**PROBLEM REQUIREMENTS:** Set the data down again, exactly as it reads, but without the pictures.

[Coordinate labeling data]
↓↓↓

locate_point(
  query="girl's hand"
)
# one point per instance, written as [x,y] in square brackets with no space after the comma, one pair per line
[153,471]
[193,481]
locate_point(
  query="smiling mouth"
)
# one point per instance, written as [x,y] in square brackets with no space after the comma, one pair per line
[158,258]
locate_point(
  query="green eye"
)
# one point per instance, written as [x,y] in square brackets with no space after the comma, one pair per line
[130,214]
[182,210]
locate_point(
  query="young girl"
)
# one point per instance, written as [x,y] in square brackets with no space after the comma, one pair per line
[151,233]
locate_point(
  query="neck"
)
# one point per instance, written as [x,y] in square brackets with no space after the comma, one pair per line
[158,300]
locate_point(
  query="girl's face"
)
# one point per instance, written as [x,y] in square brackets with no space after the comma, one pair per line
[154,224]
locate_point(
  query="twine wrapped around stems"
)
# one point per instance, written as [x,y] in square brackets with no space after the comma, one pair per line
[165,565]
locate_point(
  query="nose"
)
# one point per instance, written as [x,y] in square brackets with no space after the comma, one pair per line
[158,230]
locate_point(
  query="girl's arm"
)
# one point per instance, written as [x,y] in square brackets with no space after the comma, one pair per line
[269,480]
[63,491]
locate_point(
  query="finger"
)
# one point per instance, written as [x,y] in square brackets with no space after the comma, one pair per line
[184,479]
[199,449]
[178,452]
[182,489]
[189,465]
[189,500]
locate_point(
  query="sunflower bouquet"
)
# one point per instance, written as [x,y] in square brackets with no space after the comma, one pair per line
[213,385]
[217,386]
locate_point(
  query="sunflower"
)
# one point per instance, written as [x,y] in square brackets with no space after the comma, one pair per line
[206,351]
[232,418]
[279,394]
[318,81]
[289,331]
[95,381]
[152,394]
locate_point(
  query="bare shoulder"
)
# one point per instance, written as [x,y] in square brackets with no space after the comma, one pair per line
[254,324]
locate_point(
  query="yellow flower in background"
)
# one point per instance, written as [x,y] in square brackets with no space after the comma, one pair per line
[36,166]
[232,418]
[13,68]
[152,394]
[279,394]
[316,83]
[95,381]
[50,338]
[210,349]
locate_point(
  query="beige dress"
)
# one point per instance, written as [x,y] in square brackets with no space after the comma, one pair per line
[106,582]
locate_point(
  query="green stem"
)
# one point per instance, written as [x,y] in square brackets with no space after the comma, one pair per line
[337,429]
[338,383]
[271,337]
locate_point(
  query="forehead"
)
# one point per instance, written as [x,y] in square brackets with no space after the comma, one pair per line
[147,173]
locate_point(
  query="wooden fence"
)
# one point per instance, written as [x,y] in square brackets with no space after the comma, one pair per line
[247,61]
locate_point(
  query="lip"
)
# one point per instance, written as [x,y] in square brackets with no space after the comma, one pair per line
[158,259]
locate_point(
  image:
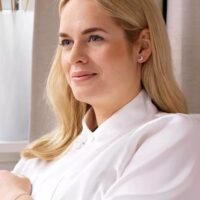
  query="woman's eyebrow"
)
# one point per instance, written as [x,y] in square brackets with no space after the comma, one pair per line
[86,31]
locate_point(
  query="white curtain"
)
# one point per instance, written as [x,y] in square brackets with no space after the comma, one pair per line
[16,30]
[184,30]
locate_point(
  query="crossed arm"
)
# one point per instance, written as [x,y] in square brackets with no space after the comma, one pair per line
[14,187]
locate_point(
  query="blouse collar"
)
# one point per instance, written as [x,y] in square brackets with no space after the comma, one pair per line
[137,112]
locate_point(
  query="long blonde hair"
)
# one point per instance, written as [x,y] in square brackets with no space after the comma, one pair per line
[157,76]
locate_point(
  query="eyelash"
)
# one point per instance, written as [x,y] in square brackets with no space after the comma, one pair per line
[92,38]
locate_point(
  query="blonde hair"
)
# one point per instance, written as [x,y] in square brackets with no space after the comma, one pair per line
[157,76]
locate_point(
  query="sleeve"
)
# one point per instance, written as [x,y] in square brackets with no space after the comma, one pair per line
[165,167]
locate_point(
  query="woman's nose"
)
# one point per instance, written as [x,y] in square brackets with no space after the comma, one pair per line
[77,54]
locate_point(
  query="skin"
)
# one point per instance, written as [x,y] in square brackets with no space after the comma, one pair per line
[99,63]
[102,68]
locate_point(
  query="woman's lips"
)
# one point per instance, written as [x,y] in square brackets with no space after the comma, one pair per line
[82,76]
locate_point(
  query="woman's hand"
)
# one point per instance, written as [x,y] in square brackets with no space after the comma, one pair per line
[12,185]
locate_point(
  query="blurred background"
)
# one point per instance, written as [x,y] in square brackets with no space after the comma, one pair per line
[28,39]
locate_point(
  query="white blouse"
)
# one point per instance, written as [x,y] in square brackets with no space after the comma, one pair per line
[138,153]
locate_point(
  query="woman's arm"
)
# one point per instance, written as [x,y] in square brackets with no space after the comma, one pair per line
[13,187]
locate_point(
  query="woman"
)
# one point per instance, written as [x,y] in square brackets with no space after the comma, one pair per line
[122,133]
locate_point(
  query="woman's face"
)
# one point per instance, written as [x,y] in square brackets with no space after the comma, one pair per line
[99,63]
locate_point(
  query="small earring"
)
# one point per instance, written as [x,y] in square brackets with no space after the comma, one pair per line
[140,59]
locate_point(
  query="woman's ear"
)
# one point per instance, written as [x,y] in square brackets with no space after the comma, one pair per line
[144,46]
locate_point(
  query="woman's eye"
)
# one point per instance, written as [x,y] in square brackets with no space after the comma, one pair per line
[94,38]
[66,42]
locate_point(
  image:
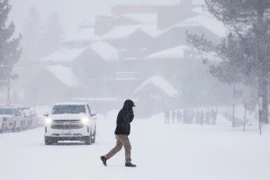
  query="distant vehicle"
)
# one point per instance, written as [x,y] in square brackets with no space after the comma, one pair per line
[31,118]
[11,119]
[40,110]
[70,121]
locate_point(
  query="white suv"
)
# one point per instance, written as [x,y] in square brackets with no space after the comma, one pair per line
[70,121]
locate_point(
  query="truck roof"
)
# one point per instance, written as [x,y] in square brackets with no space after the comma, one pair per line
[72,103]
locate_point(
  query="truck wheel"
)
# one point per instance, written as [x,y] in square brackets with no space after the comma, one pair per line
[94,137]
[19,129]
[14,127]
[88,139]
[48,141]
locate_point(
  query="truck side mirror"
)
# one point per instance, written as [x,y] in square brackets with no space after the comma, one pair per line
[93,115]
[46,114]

↑↑↑

**CORRECT RESPONSE:**
locate_point(
  query="girl's hand"
)
# one point per instance, written as [x,y] in square brackets with no space after the comma, one pair per line
[153,471]
[193,481]
locate_point(
  query="smiling mouth"
)
# one point per instance, written as [x,y] in square brackets with no space after the comma, one pair per line
[158,258]
locate_point(
  query="green eye"
)
# one point per instance, written as [x,y] in square brackets with no space after the comma, one pair per line
[130,214]
[182,210]
locate_point(
  query="young girl"
)
# one point per instance, written as [x,y] in square brackets with no space after the comma, one pair per line
[151,233]
locate_point(
  query="neck"
)
# one point per instance, written as [x,y] in square brackets with no space after the comma, one pair per line
[158,300]
locate_point(
  query="girl's face"
)
# one point per instance, written as [x,y] in square brackets with no space after the comma, one pair per line
[154,224]
locate_point(
  query="twine wrapped around stems"
)
# one point per instance, written as [x,y] in square brackets with no space after the comma, one pair per line
[165,565]
locate_point(
  query="nose"
)
# one point per instance, written as [x,y] in square brackets with no space after the comma, one pair per line
[158,230]
locate_point(
  query="girl's arm"
)
# one point per instance, written as [x,y] in square brackets with no space after the comma, one pair per line
[269,480]
[63,491]
locate_point(
  query="finger"
)
# one point per instance, written as [x,y] in square brackets with no space after the comma, one pair per line
[184,479]
[199,449]
[178,452]
[182,489]
[189,465]
[189,500]
locate_point(
  query="sunflower bouquet"
)
# one point per instance, written as [x,y] in square brackets with no space after the comma, one pair per line
[213,385]
[217,386]
locate_point(
  query="sunflower"
)
# one point per instance, written as [x,y] in square brackets with no space after the comma, one pair per line
[206,351]
[232,418]
[279,394]
[318,81]
[289,331]
[95,381]
[152,394]
locate_point(
  query="bare shoulder"
)
# one point per instance, written as [x,y] in square brackets with no space after the comma, one pair per line
[254,324]
locate_point(
  query="yellow flower in background"
)
# one point per instance, written as [x,y] in square brackets with no space after the comma, one pair per line
[36,166]
[232,418]
[13,68]
[152,394]
[279,394]
[316,83]
[95,381]
[50,338]
[210,349]
locate_point(
  query="beige dress"
)
# one point per instance, written as [x,y] in square brackets with no space after the comma, one pair per line
[106,582]
locate_point(
  query="green stem"
)
# one point per instance, written as [x,y] in square brackets with no space after the comma, one pair per line
[337,429]
[338,383]
[271,337]
locate_point(
  query="forehead"
)
# one point per instance, written as [x,y] in square brackets with no space after the comma, one pair per line
[147,173]
locate_point(
  query="wooden fence"
)
# one point per instance, written as [x,y] in square brackets with no space after the comma, one pair per line
[247,61]
locate_point(
  query="lip"
)
# one point per instance, written as [x,y] in square brackets with no space after the comma, one pair per line
[158,259]
locate_point(
  image:
  query="woman's eyebrow"
)
# one point per instance, written as [x,y] in square brackets with no space after the comma, one pair per line
[86,31]
locate_point(
  query="white curtain"
)
# one point per instance, written as [x,y] in square brackets with no space after the comma, one pair per line
[16,30]
[184,30]
locate_point(
  query="crossed arm"
)
# one point per instance, written as [x,y] in square brackets with no space after the comma, one pair per line
[14,187]
locate_point(
  query="blouse collar"
)
# one point per instance, written as [x,y] in square brackets with no space after the comma, one pair per line
[137,112]
locate_point(
  query="long blonde hair"
)
# one point per instance, written as [x,y] in square brackets with no space after the comma, one pair per line
[157,76]
locate_point(
  query="eyelash"
)
# one point per instance, written as [x,y] in square brackets with no space after the comma, one pair per line
[92,38]
locate_point(
  query="blonde hair"
)
# one point per instance, written as [x,y] in square brackets with no space after the comma, one pair per line
[157,76]
locate_point(
  query="sleeve"
)
# one point per instance, written as [x,y] in square brackets with no space after the comma, one pair per line
[165,167]
locate_point(
  query="woman's nose"
)
# one point per instance, written as [x,y] in square brackets with no space after the comma, one pair per line
[77,54]
locate_point(
  query="skin"
)
# one point per instance, written as [x,y] in square brackets with no space after the comma, one pair per line
[99,63]
[102,68]
locate_point(
  query="woman's lips"
)
# one point per instance, written as [x,y] in square brackets with no space after the comma, one pair per line
[82,76]
locate_point(
  query="woman's hand"
)
# one point per instance, written as [x,y] in square brackets with no space after the comma, one pair per line
[12,185]
locate_point(
  query="blurred background"
)
# one point per instance, written as [x,y] in square brackets with no space after the comma, one pair per line
[28,39]
locate_point(
  query="white blouse"
)
# one point per instance, written as [x,y] in square brackets with no space after the comma, one pair per line
[138,153]
locate_point(
  query="woman's arm"
)
# one point per instance, written as [x,y] in square brackets with no space after the comma, one pair per line
[13,187]
locate_point(
  query="woman"
)
# one point per instance, written as [x,y] in square brackets with no space after the comma, one pair per line
[122,133]
locate_point(
  query="woman's face"
)
# one point per instance, written as [x,y] in square brackets with no space after the comma, one pair per line
[99,63]
locate_point(
  query="small earring"
)
# one point per instance, written as [x,y] in square brackets with no space after the comma, one pair per line
[140,59]
locate_point(
  query="woman's ear"
)
# one point per instance, written as [x,y] in square brackets with no space after the comma, one pair per line
[144,46]
locate_point(
  query="woman's eye"
)
# one point per instance, written as [x,y] in square brackets with no space after the comma, one pair per line
[94,38]
[66,42]
locate_point(
  image:
  query="distant vehicle"
)
# one point per instance, written as [x,y] in square brackets with no space after the comma, one pair per line
[31,118]
[11,119]
[40,110]
[70,121]
locate_point(
  query="white suv"
)
# one point per instance, written as [x,y] in square brackets with no space after the comma, one pair per line
[70,121]
locate_point(
  query="truck roof"
)
# one point per instance, written as [x,y] in square brackets with no space after the comma, one pair per line
[72,103]
locate_point(
  query="truck wheel"
)
# one point per instance, written as [x,y] in square brackets with no space after the comma, one pair per line
[94,137]
[19,129]
[14,127]
[88,139]
[48,141]
locate_point(
  query="truck side mirror"
)
# one point per instance, written as [x,y] in square brackets with no space after the comma, one pair per line
[93,115]
[46,114]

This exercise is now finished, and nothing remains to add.